* _Dataset entries_:
= = = =

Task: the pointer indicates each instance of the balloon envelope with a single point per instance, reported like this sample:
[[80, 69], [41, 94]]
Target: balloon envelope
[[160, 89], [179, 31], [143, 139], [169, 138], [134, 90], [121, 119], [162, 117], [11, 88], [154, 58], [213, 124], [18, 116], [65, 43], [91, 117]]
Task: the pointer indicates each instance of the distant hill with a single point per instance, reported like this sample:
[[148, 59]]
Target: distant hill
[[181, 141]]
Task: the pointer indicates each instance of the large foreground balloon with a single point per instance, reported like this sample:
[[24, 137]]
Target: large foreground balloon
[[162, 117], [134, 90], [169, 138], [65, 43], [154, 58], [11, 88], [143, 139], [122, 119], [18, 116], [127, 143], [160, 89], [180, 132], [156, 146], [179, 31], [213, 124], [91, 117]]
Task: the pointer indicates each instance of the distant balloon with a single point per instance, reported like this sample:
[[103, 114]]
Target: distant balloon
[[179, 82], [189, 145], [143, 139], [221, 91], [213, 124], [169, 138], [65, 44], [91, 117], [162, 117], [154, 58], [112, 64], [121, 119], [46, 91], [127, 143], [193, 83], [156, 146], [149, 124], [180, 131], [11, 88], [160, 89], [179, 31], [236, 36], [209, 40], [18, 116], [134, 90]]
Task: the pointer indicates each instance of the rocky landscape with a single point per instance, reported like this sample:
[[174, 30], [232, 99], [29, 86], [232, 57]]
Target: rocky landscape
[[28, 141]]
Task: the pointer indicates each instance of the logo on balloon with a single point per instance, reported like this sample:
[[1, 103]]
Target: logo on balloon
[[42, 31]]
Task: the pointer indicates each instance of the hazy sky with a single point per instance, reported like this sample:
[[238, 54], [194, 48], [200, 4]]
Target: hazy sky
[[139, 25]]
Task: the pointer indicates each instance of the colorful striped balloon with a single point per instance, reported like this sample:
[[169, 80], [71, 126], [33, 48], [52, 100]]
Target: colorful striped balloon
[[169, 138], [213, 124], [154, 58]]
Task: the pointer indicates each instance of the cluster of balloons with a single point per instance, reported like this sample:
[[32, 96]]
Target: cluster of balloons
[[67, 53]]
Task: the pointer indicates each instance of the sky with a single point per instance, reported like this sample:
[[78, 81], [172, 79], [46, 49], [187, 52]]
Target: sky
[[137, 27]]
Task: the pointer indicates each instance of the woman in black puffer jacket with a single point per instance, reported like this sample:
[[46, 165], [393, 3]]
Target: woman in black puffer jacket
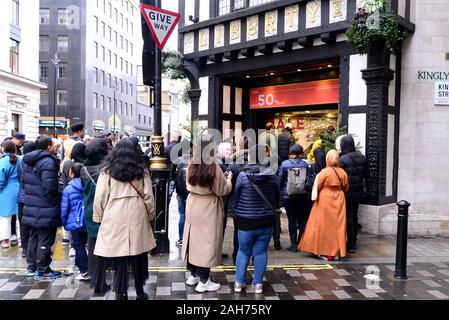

= = = =

* _About this exercise_: Among the lines above, count those containing the string "black"; please give the count alone.

* _Task answer_: 2